• TEXTE À LIRE
Q - Ça fait longtemps, là, qu'il est en consultations. Ça va durer combien de temps, les "consultations" ?

R - Ces consultations se poursuivent et nous trancherons de la question de son retour lorsqu'elles seront achevées. Mais nous avons assisté malheureusement, je le déplore, à une nouvelle décision injustifiée et injustifiable des autorités algériennes hier, avec la demande de l'Algérie de renvoyer des agents en mission temporaire, en mission de renfort, en France. Et donc j'ai convoqué le chargé d'affaires, le représentant de l'Algérie en France, pour lui indiquer que notre réponse est immédiate, qu'elle est ferme et qu'elle est strictement proportionnée à ce stade avec la même demande, c'est-à-dire le renvoi en Algérie de tous les agents titulaires de passeports diplomatiques qui n'auraient pas actuellement de visa. Et nous lui avons fait savoir également que nous nous réservons la possibilité de prendre d'autres mesures en fonction de l'évolution de la situation.

Q - Ça veut dire, Monsieur le Ministre, qu'aujourd'hui, ou dans les tout prochains jours, le même nombre, puisqu'hier, à nouveau l'Algérie, vous le disiez, a expulsé des agents français, a mis fin à leur visa. Ça veut dire que dans les jours qui viennent, des agents algériens sur notre sol seront renvoyés vers l'Algérie ?

R - Oui, et ce n'est pas tellement une question de nombre, c'est une question de qualité. Ce sont des agents qui sont en France avec des passeports diplomatiques, mais sans disposer de visa. Les Algériens ont souhaité renvoyer nos agents, nous renvoyons les leurs.

Q - Est-ce qu'on peut parler d'escalade ?

R - En tout cas ce sont des décisions que je déplore absolument. Elles contreviennent aux accords qui régissent la relation entre nos deux pays. Elles ne sont évidemment pas dans l'intérêt de la France, mais évidemment pas dans l'intérêt des Algériens. Et j'appelle les autorités algériennes à leur responsabilité, qui est de veiller à l'intérêt de leur propre peuple. Je crois que les tensions qui sont provoquées par ces décisions injustifiables, elles créent pour les Algériens vivant en France, les Franco-Algériens, des difficultés qui n'auraient pas lieu d'être.

Q - Et elles rendent encore plus difficile l'hypothèse d'une libération de Boualem Sansal. On en est où, concrètement ?

R - Eh bien écoutez, nous suivons attentivement sa situation. Nous continuons à appeler, étant donné sa situation de santé...

Q - Certains évoquaient un éventuel droit de grâce du président algérien.

R - Oui, nous appelons les autorités algériennes à un geste d'humanité, c'est à mon avis la moindre des choses.

Q - François Bayrou avait fixé le 26 février, six semaines au gouvernement algérien, pour dire : "On va réexaminer les accords. Si à l'issue de ces six semaines, on n'a pas eu de réponse et ils n'ont pas repris les Algériens qu'on souhaite voir reprendre, on entrera dans une forme de dénonciation des accords de 1968." On est largement au-delà des six semaines désormais. Quand est-ce que vous allez faire le bilan et dire oui ou non, si j'ose dire, "on rompt et on dénonce ces accords" ?

• ENTRÉES LISTÉES
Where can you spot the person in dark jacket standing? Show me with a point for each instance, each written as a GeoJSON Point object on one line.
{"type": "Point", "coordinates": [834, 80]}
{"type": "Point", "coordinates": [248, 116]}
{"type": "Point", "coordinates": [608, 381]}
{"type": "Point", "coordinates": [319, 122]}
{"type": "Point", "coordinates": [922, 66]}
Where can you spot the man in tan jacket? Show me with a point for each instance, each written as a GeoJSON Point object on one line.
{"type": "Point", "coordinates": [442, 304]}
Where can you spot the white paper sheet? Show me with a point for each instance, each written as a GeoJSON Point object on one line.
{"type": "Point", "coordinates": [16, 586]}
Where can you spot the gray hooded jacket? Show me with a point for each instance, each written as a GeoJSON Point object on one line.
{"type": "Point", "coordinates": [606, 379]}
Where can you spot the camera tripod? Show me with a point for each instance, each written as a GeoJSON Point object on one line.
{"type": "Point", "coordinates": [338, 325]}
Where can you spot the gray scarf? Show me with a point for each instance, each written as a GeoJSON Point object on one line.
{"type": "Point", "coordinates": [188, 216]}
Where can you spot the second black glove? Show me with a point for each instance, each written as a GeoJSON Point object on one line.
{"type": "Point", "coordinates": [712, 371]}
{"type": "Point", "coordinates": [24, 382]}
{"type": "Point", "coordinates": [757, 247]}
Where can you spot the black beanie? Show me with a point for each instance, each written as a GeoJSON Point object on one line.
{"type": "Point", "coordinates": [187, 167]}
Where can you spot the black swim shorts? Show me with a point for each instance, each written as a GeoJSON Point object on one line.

• ÉNONCÉ 1
Dans l'entretien sur les relations franco-algériennes, par quels termes le ministre qualifie-t-il la réponse de la France lorsqu'il rapporte ce qu'il a indiqué au chargé d'affaires algérien ? Citez-les tous.
• ÉNONCÉ 2
Reprenez l'entretien sur les relations franco-algériennes juste après sa dernière phrase.

• RÉPONSE 1
immédiate, ferme, strictement proportionnée

• RÉPONSE 2
R - Mais on l'avait déjà fait ce bilan. C'est d'ailleurs la raison pour laquelle le Président de la République a appelé son homologue, le président Tebboune. C'est la raison pour laquelle je me suis rendu personnellement à Alger. Et nous avons pris la décision de lever le rideau, c'est-à-dire de réouvrir tous les canaux de coopération dans le domaine de la lutte contre l'immigration irrégulière, de la coopération en matière de lutte antiterroriste, de coopération judiciaire, de coopération économique. Et puis quelques jours plus tard, les autorités algériennes ont pris cette décision très brutale, et je veux le redire aux téléspectateurs de cette émission. C'est une décision qui a une portée diplomatique certes, mais qui aussi a forcé des agents à quitter précipitamment leurs familles, leurs domiciles pour rentrer en France.

Q - Pardon de le dire avec des termes assez peu diplomatiques, mais vous avez l'impression que vous vous êtes fait rouler dans la farine ?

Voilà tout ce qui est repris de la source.